**EXERCISE:**
In the passage on Italy's Phase 2 workplace rules, can you extract the text between "What appears clear, is" and "during this time.", inclusive, copying it word for word?

──────── PASSAGE

During a press conference held on Sunday 26th of April, the Italian Prime Minister explained to citizens what activities will be allowed to start again after May 2020 and, most importantly, to what extent people can start to both work again and travel throughout Italy [1].

“Distance” was the main theme underpinning the entire press conference. Indeed, during Phase 2 as well, Italians shall ensure to keep social distance among them in all the aspects of their life, including work places.

As at the beginning of the COVID19 crisis, where international observers started to carefully observe which restrictive measures were implemented in Italy, an analysis of the social-distance measures to be implemented in Italian work places today can be interesting and useful for other countries, as well. Therefore, after an initial phase of general euphoria due to the possibility for about 4,5 million of Italians to get back to work, questions abound.

Even before COVID19, Italian employers had to ensure health and safety conditions in workplaces. However, with the start of Phase 2, the burdens placed on employers increased. For that reason, to help employers establish what “social distance at work” means concretely, from the start of the crisis and all throughout it, the Italian Government has provided a series of regulations and executive acts aimed at providing clear explanations on what to do. These include a protocol (the “Protocol”) signed with trade unions on March 14 and now integrated with new provisions, considering also the foreseen re-opening on May 4 [2].

The Protocol, to fight the spread of the virus, introduces a series of new obligations for employers, who shall provide employees with adequate measures of protection (masks and gloves for example), but who may also implement temperature checks at the entrance of the work premises. The exact modalities (including the technological instruments) according to which temperature measurements will be taken, are left to the discretion of the single employer, who, in any case, shall ensure the proportionality and effectiveness of the instruments adopted. Moreover, employers shall ensure distance within work premises: this, in concrete, means that desks should be separated in offices, barriers among desks might be implemented, and different walkways identified for the entry and exit of premises.

Besides these organizational and more practical measures, the Protocol extends the perimeter and scope of the traditional data processing that employers normally conduct of employees’ personal data.

Employees are now obligated to inform their employer if they have alteration of their body temperature up to 37.5 degrees Celsius and if, during the working hours, they start to show symptoms compatible with COVID19. Before COVID19, in Italy, employers did not receive this much information on the health conditions of their personnel.

What appears clear, is that the Protocol introduces a shift in the paradigm of the traditional relationship between employer and employees, pursuant to which employers now can (must) be informed about detailed health conditions of their employees.

From a data protection point of view, this shift in paradigm can be easily “covered” by the umbrella represented by the general principles and specific provisions of GDPR, which can be found applicable also during this time.

────────────────
──────── RAW DATA

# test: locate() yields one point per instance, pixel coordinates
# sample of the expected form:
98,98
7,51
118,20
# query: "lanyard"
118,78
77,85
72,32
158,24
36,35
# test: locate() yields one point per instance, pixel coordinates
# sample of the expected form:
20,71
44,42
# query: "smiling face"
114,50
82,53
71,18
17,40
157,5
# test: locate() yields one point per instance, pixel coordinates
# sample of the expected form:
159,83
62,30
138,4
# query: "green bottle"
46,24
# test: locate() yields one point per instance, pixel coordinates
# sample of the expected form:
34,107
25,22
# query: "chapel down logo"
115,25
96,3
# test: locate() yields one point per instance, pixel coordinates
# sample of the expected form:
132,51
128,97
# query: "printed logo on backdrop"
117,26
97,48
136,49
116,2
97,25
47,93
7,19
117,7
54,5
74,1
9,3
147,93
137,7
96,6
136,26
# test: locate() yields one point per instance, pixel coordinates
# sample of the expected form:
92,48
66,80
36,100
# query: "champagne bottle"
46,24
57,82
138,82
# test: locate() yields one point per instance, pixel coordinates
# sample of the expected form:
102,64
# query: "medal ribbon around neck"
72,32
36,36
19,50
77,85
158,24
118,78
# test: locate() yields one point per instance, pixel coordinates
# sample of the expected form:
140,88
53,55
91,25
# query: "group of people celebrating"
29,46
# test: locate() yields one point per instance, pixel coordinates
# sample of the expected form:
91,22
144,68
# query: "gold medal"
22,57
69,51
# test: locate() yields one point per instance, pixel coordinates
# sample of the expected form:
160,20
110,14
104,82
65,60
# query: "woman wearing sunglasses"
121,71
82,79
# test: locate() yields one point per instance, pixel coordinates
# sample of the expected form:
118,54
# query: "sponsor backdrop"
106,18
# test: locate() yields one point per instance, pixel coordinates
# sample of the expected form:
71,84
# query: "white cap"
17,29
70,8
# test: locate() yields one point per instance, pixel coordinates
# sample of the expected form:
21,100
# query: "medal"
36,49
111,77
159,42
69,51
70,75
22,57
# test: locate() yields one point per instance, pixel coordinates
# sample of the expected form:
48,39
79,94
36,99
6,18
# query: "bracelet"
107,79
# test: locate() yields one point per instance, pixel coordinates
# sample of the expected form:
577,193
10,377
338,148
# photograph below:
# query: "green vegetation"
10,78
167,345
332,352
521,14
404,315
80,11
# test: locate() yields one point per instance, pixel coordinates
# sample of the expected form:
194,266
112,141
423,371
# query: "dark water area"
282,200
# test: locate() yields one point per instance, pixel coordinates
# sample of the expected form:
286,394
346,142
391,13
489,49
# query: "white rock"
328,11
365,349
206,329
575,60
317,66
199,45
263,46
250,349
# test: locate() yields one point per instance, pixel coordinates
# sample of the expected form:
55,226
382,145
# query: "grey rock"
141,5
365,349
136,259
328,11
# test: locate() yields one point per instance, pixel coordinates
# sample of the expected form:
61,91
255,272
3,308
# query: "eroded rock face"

────────────────

**REPLY TO THE EXERCISE:**
What appears clear, is that the Protocol introduces a shift in the paradigm of the traditional relationship between employer and employees, pursuant to which employers now can (must) be informed about detailed health conditions of their employees.

From a data protection point of view, this shift in paradigm can be easily “covered” by the umbrella represented by the general principles and specific provisions of GDPR, which can be found applicable also during this time.